Exercises ▸
**A)** Translate this sentence from the satellite retrieval abstract into Spanish: "The role of simulation-based comparative assessment of algorithms before application on remotely sensed measurements is pivotal."
**B)** Carry on the satellite retrieval abstract from its last sentence.

Source text ▸
Maximizing the Information Content of Ill-Posed Space-Based Measurements Using Deterministic Inverse Method.

Author information

1
Earth System Science Interdisciplinary Center, University of Maryland, 5825 University Research Ct., College Park, MD 20740, USA.
2
NOAA/NESDIS Center for Satellite Applications and Research, E/RA3, 5830 University Research Ct., College Park, MD 20740, USA.
3
Global Science and Technology, Inc., and affiliate CIRA, Colorado State University, Fort Collins, CO 80523, USA.

Abstract

For several decades, operational retrievals from spaceborne hyperspectral infrared sounders have been dominated by stochastic approaches where many ambiguities are pervasive. One major drawback of such methods is their reliance on treating error as definitive information to the retrieval scheme. To overcome this drawback and obtain consistently unambiguous retrievals, we applied another approach from the class of deterministic inverse methods, namely regularized total least squares (RTLS). As a case study, simultaneous simulated retrieval of ozone (O3) profile and surface temperature (ST) for two different instruments, Cross-track Infrared Sounder (CrIS) and Tropospheric Emission Spectrometer (TES), are considered. To gain further confidence in our approach for real-world situations, a set of ozonesonde profile data are also used in this study. The role of simulation-based comparative assessment of algorithms before application on remotely sensed measurements is pivotal. Under identical simulation settings, RTLS results are compared to those of stochastic optimal estimation method (OEM), a very popular method for hyperspectral retrievals despite its aforementioned fundamental drawback. Different tweaking of error covariances for improving the OEM results, used commonly in operations, are also investigated under a simulated environment. Although this work is an extension of our previous work for H2O profile retrievals, several new concepts are introduced in this study: (a) the information content analysis using sub-space analysis to understand ill-posed inversion in depth; (b) comparison of different sensors for same gas profile retrieval under identical conditions; (c) extended capability for simultaneous retrievals using two classes of variables; (d) additional stabilizer of Laplacian second derivative operator; and (e) the representation of results using a new metric called "information gain". Our findings highlight issues with OEM, such as loss of information as compared to a priori knowledge after using measurements. On the other hand, RTLS can produce "information gain" of ~40-50% deterministically from the same set of measurements.

Items from a data collection:
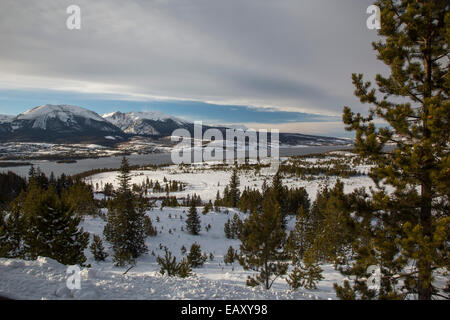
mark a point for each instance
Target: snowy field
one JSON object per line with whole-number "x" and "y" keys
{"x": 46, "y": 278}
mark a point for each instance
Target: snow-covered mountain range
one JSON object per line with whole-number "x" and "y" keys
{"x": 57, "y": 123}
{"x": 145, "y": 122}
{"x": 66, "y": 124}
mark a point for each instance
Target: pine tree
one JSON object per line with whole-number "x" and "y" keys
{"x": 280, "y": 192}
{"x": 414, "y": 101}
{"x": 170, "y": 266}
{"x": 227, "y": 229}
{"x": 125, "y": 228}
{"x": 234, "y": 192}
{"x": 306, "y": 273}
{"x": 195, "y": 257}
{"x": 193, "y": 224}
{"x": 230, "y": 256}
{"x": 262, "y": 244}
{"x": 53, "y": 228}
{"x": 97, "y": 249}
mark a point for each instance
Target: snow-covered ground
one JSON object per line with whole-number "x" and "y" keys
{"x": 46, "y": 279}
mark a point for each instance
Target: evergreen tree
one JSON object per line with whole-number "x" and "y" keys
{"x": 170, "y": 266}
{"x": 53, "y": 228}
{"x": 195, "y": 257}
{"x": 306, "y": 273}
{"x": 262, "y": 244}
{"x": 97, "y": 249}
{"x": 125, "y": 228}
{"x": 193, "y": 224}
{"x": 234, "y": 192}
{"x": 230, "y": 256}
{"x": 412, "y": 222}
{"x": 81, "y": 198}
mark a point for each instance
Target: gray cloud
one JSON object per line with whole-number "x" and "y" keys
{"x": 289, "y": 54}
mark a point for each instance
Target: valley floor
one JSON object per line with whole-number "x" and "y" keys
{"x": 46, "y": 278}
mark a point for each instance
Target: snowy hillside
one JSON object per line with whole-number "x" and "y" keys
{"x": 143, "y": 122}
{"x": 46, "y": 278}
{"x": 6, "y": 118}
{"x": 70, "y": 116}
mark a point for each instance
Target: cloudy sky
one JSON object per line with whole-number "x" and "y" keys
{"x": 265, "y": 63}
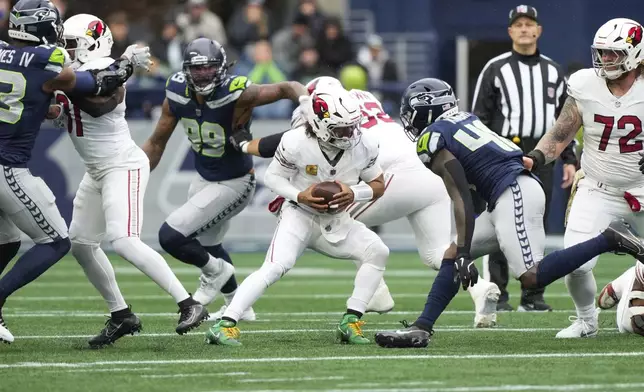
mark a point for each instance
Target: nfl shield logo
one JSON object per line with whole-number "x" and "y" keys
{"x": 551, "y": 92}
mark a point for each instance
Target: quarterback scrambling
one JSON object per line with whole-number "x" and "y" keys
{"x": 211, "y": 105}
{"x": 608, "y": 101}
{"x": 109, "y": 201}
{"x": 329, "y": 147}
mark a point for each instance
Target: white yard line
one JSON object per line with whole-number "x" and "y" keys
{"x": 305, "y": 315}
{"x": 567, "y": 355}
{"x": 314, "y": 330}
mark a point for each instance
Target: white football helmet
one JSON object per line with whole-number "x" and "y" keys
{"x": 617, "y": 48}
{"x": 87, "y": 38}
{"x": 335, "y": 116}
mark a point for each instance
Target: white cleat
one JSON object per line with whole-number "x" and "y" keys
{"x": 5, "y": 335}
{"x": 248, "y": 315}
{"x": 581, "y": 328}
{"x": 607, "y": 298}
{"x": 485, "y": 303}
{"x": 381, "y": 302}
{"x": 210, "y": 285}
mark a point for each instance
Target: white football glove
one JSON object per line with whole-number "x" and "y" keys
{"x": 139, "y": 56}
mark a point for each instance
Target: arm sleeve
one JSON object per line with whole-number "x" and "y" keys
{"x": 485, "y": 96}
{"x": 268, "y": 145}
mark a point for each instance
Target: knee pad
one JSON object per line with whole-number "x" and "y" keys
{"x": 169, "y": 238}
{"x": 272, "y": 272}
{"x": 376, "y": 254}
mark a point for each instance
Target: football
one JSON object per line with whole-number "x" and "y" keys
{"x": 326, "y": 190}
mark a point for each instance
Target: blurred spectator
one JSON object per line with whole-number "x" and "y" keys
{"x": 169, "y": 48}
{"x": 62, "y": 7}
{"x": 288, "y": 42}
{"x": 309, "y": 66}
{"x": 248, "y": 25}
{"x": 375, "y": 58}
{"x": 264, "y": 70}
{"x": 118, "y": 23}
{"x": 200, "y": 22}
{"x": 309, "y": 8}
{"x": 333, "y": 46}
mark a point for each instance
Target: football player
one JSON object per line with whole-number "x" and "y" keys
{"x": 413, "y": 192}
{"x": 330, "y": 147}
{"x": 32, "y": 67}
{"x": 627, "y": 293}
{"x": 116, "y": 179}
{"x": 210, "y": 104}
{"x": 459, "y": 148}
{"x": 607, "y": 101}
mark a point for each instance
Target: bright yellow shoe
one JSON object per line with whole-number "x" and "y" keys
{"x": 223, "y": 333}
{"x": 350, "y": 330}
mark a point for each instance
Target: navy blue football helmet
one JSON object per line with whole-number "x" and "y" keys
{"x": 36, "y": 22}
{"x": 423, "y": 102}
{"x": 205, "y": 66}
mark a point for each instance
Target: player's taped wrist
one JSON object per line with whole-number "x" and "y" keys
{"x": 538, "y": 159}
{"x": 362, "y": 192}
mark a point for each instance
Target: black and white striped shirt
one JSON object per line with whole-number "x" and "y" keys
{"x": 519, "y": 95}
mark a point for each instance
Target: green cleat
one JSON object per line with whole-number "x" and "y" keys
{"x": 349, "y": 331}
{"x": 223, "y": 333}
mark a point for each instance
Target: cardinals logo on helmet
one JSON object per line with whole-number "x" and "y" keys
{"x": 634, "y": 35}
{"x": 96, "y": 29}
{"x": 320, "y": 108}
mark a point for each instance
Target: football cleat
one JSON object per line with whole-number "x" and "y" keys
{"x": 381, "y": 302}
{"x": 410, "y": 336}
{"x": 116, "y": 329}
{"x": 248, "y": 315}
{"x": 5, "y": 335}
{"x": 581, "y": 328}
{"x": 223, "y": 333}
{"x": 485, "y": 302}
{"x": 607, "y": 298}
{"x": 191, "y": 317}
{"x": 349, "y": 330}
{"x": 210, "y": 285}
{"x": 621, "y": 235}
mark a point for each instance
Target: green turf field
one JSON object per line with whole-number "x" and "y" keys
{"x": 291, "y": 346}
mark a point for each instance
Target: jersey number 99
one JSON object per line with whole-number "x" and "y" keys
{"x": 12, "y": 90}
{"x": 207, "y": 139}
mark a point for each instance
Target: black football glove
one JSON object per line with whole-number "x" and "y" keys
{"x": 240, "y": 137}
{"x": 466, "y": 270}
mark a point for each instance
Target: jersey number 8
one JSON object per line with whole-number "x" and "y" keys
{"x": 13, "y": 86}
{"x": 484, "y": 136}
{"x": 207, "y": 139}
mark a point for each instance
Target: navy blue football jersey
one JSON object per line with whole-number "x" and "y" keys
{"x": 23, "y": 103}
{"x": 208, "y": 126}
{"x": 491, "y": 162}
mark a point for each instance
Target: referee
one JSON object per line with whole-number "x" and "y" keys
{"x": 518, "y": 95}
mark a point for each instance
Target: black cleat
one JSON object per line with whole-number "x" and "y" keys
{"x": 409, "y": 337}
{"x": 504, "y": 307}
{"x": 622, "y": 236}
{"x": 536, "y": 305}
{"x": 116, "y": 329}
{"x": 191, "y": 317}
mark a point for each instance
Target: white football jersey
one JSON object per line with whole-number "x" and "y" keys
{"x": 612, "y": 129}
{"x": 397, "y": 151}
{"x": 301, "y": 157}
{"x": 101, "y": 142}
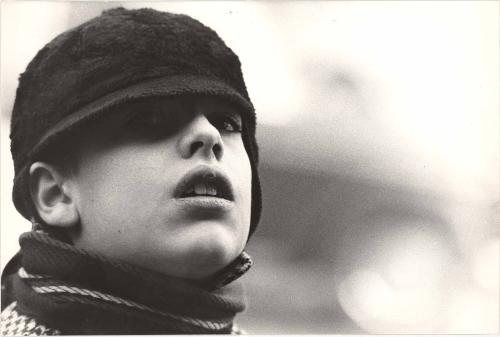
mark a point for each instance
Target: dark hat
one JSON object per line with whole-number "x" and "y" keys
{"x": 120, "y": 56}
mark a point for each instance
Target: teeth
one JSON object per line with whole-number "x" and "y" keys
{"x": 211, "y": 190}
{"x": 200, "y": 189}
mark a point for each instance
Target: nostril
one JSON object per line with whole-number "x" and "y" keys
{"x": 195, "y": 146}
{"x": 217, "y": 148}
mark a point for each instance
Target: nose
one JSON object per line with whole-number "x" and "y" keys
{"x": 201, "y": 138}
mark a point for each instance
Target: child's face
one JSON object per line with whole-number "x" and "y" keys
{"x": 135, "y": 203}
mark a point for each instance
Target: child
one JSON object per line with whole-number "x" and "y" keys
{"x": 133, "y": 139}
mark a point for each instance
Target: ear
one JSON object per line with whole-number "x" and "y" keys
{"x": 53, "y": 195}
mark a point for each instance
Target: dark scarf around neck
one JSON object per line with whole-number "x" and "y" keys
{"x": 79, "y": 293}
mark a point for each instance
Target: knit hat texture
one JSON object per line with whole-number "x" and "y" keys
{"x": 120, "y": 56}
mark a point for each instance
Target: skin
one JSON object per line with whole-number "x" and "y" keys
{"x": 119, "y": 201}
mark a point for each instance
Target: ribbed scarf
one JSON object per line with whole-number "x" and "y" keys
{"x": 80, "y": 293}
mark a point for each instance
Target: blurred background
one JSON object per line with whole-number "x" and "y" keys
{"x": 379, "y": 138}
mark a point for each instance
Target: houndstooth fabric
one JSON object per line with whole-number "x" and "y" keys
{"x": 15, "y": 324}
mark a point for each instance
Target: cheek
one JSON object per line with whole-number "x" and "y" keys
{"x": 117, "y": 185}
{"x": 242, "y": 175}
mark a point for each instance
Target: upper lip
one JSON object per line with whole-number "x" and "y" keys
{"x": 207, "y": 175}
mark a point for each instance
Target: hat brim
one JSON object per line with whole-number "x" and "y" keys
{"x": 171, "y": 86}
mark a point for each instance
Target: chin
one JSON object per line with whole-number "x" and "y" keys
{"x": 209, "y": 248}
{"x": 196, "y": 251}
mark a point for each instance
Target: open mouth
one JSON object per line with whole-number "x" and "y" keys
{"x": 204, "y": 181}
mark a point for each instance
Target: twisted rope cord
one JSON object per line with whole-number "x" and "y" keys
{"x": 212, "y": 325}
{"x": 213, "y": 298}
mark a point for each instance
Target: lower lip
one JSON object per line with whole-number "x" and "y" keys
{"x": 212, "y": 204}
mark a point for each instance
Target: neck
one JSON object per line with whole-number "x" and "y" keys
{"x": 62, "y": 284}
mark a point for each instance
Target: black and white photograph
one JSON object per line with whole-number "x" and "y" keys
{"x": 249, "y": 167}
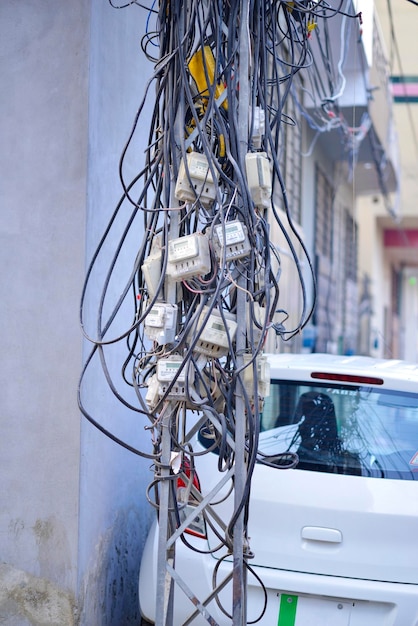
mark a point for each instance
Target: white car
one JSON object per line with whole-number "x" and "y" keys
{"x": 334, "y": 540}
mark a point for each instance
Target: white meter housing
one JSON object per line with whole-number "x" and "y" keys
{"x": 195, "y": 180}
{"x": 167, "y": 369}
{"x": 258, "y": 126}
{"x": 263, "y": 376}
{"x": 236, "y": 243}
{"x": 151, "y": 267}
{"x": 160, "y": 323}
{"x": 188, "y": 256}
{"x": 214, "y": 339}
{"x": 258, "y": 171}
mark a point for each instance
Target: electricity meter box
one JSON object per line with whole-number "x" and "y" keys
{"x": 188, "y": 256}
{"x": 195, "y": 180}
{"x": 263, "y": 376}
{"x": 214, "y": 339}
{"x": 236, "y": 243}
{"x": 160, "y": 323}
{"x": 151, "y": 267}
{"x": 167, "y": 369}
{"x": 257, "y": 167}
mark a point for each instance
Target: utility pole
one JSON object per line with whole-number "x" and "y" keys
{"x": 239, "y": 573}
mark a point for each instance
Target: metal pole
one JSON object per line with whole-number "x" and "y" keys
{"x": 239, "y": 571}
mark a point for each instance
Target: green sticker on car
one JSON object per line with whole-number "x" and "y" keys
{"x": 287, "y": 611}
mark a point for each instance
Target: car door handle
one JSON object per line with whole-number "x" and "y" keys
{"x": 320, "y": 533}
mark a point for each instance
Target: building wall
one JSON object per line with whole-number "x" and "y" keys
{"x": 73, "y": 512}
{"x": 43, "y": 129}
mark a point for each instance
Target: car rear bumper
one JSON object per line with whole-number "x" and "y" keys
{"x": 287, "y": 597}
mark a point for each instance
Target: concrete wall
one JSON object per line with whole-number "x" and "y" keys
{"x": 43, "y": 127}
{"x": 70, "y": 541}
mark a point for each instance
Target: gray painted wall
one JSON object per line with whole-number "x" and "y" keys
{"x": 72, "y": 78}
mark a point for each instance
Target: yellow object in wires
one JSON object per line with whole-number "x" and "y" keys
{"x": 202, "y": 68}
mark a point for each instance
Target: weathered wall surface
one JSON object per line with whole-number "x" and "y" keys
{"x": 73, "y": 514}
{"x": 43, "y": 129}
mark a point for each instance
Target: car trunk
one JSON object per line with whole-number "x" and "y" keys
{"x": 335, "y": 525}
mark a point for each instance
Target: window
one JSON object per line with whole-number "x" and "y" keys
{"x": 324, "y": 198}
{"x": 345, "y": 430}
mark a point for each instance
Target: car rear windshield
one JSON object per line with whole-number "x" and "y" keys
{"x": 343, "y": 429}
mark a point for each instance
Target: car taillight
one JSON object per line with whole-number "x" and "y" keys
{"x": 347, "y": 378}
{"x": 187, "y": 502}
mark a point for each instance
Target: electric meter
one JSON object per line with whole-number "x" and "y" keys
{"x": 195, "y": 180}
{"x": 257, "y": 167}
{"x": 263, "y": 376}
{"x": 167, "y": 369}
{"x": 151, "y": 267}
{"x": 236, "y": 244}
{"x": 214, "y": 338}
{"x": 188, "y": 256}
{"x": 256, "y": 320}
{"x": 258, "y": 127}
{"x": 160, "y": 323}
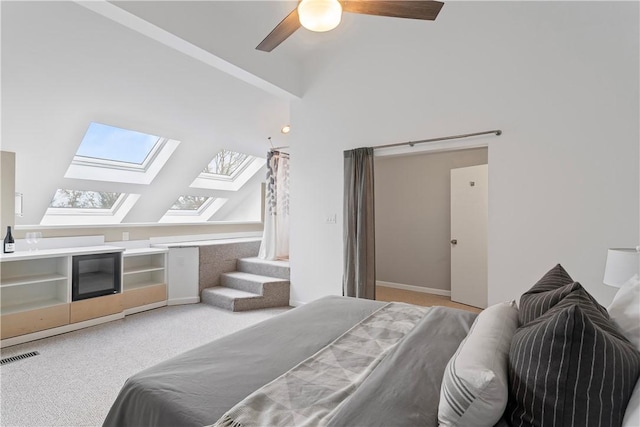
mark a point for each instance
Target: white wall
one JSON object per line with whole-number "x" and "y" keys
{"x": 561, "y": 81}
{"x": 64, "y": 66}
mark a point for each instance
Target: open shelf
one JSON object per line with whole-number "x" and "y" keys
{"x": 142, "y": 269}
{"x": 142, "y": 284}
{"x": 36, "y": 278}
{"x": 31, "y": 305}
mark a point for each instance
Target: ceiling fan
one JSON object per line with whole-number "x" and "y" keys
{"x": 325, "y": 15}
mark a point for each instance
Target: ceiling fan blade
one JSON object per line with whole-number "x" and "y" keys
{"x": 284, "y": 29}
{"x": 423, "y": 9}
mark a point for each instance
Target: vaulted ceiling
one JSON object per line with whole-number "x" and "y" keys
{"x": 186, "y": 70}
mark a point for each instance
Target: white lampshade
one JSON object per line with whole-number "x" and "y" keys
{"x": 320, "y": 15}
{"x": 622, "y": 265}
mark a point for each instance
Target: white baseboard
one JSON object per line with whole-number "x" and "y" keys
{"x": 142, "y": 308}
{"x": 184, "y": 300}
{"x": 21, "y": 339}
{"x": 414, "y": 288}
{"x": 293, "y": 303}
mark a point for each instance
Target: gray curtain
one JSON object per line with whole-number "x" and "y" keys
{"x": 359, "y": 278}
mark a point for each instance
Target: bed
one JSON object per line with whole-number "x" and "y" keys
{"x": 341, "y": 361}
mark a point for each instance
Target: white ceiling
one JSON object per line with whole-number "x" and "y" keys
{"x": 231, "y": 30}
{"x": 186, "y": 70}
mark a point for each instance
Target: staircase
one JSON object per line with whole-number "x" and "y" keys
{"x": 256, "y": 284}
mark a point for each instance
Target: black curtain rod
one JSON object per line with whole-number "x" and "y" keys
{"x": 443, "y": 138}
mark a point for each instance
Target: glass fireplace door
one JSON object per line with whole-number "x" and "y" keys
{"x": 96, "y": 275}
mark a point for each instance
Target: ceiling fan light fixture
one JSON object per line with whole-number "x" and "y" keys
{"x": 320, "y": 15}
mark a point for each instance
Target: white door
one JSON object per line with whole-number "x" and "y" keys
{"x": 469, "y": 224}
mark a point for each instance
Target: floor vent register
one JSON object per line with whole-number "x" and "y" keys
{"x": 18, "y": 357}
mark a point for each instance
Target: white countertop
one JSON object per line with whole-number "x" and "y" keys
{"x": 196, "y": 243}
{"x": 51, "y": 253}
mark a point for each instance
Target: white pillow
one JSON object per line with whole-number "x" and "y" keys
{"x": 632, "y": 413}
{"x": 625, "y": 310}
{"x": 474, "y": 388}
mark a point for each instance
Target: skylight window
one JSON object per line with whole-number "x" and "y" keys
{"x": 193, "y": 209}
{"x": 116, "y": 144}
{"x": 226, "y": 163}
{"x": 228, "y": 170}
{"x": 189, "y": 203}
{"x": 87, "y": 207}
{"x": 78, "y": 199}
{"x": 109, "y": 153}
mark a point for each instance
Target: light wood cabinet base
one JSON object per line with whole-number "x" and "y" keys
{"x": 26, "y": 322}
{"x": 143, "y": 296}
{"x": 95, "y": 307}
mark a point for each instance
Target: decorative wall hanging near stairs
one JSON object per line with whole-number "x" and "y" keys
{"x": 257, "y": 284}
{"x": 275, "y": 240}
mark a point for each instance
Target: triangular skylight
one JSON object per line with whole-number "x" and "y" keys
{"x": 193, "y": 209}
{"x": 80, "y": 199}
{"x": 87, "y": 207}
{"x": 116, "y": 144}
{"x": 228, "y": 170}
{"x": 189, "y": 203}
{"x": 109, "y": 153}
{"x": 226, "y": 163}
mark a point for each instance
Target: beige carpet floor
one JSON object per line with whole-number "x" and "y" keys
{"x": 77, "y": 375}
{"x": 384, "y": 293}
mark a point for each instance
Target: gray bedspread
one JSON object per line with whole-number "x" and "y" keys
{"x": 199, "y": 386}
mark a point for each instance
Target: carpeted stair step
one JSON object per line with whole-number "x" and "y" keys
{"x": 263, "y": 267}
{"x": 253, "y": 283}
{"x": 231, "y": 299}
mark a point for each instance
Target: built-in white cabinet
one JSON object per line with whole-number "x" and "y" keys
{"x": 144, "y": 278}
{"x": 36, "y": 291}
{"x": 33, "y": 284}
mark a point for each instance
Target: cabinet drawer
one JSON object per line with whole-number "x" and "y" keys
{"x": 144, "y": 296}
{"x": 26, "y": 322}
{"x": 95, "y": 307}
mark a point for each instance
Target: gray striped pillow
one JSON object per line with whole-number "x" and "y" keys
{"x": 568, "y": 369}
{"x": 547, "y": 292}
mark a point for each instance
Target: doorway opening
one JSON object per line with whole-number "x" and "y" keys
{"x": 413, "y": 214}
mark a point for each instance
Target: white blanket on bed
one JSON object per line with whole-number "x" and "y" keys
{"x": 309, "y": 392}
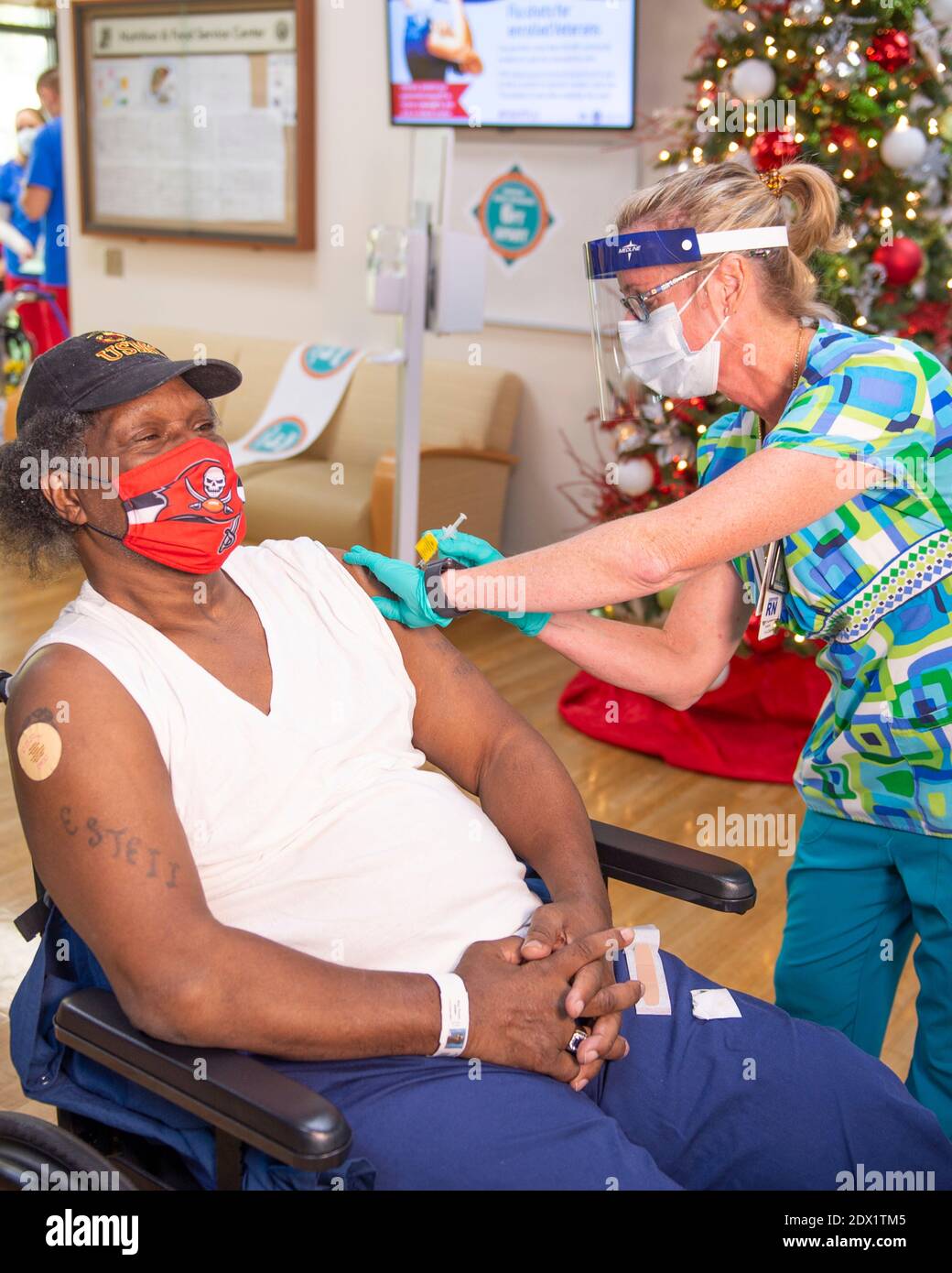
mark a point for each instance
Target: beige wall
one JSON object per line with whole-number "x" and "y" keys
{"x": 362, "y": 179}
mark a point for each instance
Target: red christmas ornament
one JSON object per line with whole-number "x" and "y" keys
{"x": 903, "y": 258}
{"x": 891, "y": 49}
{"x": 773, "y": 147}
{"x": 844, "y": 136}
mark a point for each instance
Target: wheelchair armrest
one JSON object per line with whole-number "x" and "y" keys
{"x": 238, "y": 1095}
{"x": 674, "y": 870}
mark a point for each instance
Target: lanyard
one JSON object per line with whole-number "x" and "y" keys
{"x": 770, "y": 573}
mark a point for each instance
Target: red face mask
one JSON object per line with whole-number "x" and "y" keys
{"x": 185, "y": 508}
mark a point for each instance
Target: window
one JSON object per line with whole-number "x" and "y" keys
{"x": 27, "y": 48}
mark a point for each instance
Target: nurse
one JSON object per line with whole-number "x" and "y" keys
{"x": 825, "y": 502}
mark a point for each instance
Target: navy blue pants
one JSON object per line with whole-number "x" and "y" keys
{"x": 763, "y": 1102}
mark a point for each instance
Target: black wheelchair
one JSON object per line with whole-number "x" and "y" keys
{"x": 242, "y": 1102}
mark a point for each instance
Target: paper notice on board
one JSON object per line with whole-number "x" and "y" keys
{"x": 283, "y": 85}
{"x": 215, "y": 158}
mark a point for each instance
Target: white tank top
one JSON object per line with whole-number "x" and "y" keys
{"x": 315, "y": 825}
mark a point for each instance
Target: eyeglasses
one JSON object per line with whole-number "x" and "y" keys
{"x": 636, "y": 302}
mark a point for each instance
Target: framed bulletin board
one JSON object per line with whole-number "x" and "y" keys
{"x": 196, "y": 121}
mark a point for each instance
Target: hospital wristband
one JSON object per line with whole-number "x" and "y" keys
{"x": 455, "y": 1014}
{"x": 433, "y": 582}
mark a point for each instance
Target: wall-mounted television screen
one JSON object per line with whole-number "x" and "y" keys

The answers ▸
**A)** El papel de la evaluación comparativa de algoritmos basada en simulaciones, antes de su aplicación a mediciones obtenidas por teledetección, es fundamental.

**B)**
KEYWORDS:

Cross-track Infrared Sounder (CrIS); Tropospheric Emission Spectrometer (TES); deterministic inverse; optimal estimation method (OEM); ozone profile retrieval; regularized total least square; surface temperature

Conflict of interest statement

Conflicts of Interest: There is no conflict of interest. The views, opinions, and findings contained in this report are those of the authors and should not be construed as an official NOAA or US Government position, policy, or decision.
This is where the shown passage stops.